Extract to read:
▬▬▬▬▬▬▬▬▬▬

Long-term Outcomes and Risk Factors of Residual Thoracic Spaces after Pleurectomy/Decortication for Mesothelioma

European Journal of Cardiothoracic Surgery 2022 October 19 [Link]

Akifumi Nakamura, Masaki Hashimoto, Nobuyuki Kondo, Seiji Matsumoto, Toru Nakamichi, Kozo Kuribayashi, Takashi Kijima, Hiroshi Kodama, Koichiro Yamakado, Seiki Hasegawa


Objectives: The residual thoracic spaces (RTS) after pleurectomy/decortication (P/D) remain unexplored to date. Hence, this study aims to examine the details and risk factors of RTS during the 3 post-P/D months.

Methods: We retrospectively examined patients who underwent neoadjuvant chemotherapy, followed by P/D for malignant pleural mesothelioma from September 2012 to December 2020. The RTS group included cases of residual thoracic cavity unaccompanied by pleural effusion on 3 postoperative months computed tomography. We determined risk factors for RTS using univariable and multivariable analyses.

▬▬▬▬▬▬▬▬▬▬

Supplied material:
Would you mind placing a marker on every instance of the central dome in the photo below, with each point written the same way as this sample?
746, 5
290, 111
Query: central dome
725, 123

▬▬▬▬▬▬▬▬▬▬

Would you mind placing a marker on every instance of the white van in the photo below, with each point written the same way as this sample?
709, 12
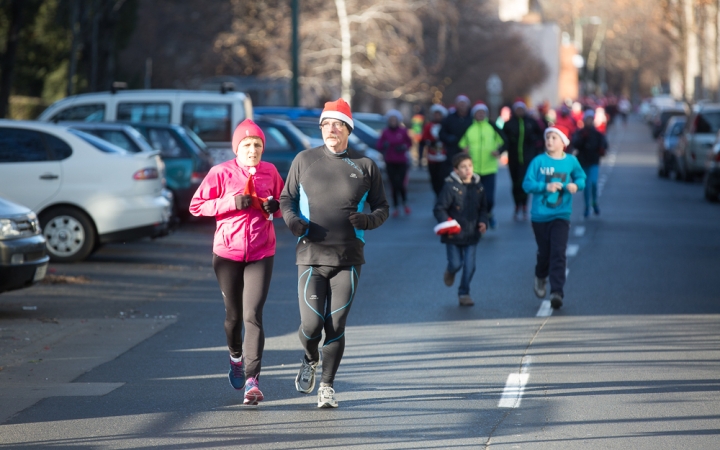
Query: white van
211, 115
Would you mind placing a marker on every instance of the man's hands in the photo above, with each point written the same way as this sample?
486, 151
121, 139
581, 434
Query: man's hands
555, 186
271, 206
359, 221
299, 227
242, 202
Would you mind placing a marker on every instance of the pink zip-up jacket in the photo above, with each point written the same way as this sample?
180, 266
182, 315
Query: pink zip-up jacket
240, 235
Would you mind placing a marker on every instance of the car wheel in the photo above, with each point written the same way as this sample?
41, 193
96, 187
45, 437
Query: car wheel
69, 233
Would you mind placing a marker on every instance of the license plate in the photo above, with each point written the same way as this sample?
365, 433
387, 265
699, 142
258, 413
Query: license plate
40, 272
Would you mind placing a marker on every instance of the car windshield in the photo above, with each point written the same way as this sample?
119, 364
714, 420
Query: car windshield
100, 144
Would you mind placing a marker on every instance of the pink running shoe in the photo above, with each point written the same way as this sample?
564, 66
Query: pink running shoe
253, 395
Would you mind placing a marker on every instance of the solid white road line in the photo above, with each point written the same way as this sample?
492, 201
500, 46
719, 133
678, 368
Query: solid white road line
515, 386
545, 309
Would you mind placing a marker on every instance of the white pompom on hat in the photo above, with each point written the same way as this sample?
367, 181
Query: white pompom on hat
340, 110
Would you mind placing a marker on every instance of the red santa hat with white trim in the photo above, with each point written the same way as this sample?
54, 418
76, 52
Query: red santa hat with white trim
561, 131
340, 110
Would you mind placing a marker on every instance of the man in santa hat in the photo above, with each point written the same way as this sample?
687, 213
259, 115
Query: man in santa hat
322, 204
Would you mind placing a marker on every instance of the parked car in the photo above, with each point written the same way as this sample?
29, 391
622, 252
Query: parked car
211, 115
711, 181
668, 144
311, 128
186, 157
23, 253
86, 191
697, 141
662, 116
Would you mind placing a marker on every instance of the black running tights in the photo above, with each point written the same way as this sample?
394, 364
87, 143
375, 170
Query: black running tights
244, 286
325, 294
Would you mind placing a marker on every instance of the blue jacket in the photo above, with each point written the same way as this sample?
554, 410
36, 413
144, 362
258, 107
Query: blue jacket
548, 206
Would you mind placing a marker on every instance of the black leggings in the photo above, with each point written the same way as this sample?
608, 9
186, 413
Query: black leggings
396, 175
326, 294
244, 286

▬▬▬▬▬▬▬▬▬▬

Work order:
Please continue the abstract on residual thoracic spaces after pleurectomy/decortication for mesothelioma from its last sentence.

Solved exercise:
Results: Of 170 patients examined, 58 (34.1%) were in the RTS group and 112 (65.9%) in the non-RTS group. In the RTS group, 43 patients recovered from RTS during the follow-up period; 4 patients developed chronic fistular empyema, while 2 required fenestration and 2 were thoracoscopic debridement. Besides, 11 patients exhibited RTS continuously. The univariable analysis revealed that compared with the non-RTS group, the RTS group reported a significantly longer postoperative air leak (>7 days; P <0.01) and right P/D (P =0.04). The multivariable analysis demonstrated that longer postoperative air leak (>7 days) remained a risk factor for RTS (odds ratio 2.5, 95% confidence interval: 1.3-4.9, P < 0.01).

Conclusions: RTS was a postoperative event that frequently observed in patients undergoing P/D. Overall, the current study findings suggest longer postoperative air leak (>7 days) as a significant risk factor for RTS.